Pouvez-vous reprendre le passage de l'entretien allant de « Quels sont les » jusqu'à « à un candidat. » en remplaçant « réseaux sociaux » par « plateformes numériques » ?

## EXTRAIT
——
VIE POLITIQUE- OPINIONS ET
POINTS DE VUE- ELECTIONS/ COMMUNICATION/ENTRETIEN B. A-DJABALLAH/HORIZONS
(QUOTIDIEN)
Entretien réalisé
par Assia Boucetta/Horizons, lundi 24 juin 2024
BELKACEM
AHCÈNE-DJABALLAH, ANCIEN PROFESSEUR ASSOCIÉ DES UNIVERSITÉS : «Le plus grand danger vient du phénomène des fake news»
Fort
de son expertise et de son expérience académique, Belkacem Ahcène-Djaballah,
ancien professeur associé des universités, nous éclaire dans cet entretien sur
le rôle crucial que jouent les médias pendant les élections, les défis qu'ils
rencontrent, ainsi que les responsabilités éthiques des journalistes. Il aborde
également l'impact croissant des réseaux sociaux par rapport à la presse
traditionnelle et les mesures nécessaires pour lutter contre la désinformation.
Quel rôle jouent
les médias lors d’une opération électorale ? : Un rôle de plus en plus important, tout
particulièrement avec les bouleversements technologiques dans le domaine de
l’information intervenus à partir des années 1970, avec une communication
interpersonnelle très rapide et très directe. Elle a «zappé»
la communication collective ou de groupe. Auparavant, on avait, lors de
campagnes électorales, des meetings «sous les préaux»
des écoles ou dans des salles. Cela existe encore, mais elles apparaissent de
moins en moins «rentables».
Alors, comment ces
médias influencentils l'opinion publique pendant une
campagne électorale
? :Il n’est pas très évident que les médias
soient influents à 100% sur les choix électoraux des citoyens, car en général,
tout particulièrement lors des grands choix, comme une élection présidentielle,
les électeurs partent aux urnes déjà convaincus et sûrs de leur choix. Mais ce
n’est pas garanti à 100%. La marge d’incertitude est alors gouvernée par
l’émotion qui peut être plus ou moins grande et dans certains cas de
concurrence étroite, faire basculer les résultats. C’est donc à ce niveau que les
médias, dont aujourd’hui les réseaux sociaux, sont les plus influents, tout
particulièrement les médias dont les contenus sont basés sur l’info de
proximité et le sensationnel.
Quels sont les
principaux défis auxquels les médias sont confrontés pour assurer une
couverture équitable et impartiale des élections ? :La
rétention de l’information ou son incomplétude, le danger des fake news
diffusées tout particulièrement par les réseaux sociaux qui n’ont rien à voir
avec le journalisme vrai et qui parfois, sinon souvent, sont produites par des
agents externes hostiles au pays ou à un candidat.
——
## LIGNES FOURNIES
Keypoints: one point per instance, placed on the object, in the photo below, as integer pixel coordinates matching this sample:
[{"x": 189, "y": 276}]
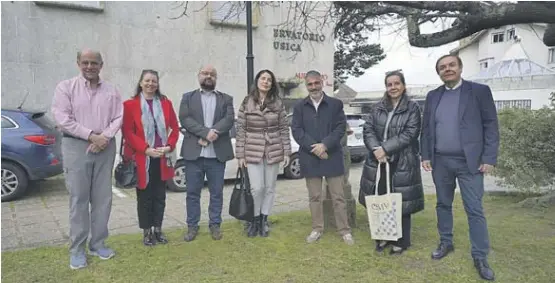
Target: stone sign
[{"x": 297, "y": 37}]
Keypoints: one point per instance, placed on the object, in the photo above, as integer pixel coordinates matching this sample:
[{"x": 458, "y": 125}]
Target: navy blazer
[
  {"x": 478, "y": 125},
  {"x": 327, "y": 126}
]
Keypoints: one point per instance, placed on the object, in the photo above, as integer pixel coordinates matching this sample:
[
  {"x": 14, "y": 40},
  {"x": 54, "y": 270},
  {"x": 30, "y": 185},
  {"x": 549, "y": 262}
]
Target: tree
[
  {"x": 468, "y": 17},
  {"x": 353, "y": 55}
]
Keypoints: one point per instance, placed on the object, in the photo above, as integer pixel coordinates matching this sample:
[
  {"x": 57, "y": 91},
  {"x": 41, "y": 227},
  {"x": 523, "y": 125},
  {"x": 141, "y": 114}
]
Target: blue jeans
[
  {"x": 446, "y": 170},
  {"x": 195, "y": 171}
]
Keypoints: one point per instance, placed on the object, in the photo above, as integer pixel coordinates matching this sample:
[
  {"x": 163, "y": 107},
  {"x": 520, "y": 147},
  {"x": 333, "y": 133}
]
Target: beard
[{"x": 208, "y": 85}]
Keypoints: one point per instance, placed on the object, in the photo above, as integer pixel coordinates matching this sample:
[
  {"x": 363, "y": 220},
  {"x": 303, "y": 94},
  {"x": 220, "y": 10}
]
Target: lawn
[{"x": 523, "y": 250}]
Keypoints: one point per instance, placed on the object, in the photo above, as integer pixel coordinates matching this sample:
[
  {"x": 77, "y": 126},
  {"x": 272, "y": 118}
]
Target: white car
[{"x": 179, "y": 184}]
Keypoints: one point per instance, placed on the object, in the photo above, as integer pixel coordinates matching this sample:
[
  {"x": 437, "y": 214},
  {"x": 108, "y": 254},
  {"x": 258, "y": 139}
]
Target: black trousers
[
  {"x": 151, "y": 202},
  {"x": 403, "y": 242}
]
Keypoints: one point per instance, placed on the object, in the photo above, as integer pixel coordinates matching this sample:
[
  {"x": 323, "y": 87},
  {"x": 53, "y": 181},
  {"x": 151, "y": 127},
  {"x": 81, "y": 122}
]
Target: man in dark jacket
[
  {"x": 207, "y": 116},
  {"x": 462, "y": 146},
  {"x": 318, "y": 125}
]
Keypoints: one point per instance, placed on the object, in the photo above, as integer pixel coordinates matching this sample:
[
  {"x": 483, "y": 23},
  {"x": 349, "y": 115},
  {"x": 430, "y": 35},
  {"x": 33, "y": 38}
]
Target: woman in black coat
[{"x": 391, "y": 134}]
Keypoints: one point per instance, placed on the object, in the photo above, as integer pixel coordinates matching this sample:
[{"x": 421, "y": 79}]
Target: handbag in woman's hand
[{"x": 241, "y": 205}]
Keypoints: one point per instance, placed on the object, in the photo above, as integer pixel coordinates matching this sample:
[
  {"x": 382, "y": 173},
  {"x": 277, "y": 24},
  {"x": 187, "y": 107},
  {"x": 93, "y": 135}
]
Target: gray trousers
——
## CORRIGÉ
Quels sont les
principaux défis auxquels les médias sont confrontés pour assurer une
couverture équitable et impartiale des élections ? :La
rétention de l’information ou son incomplétude, le danger des fake news
diffusées tout particulièrement par les plateformes numériques qui n’ont rien à voir
avec le journalisme vrai et qui parfois, sinon souvent, sont produites par des
agents externes hostiles au pays ou à un candidat.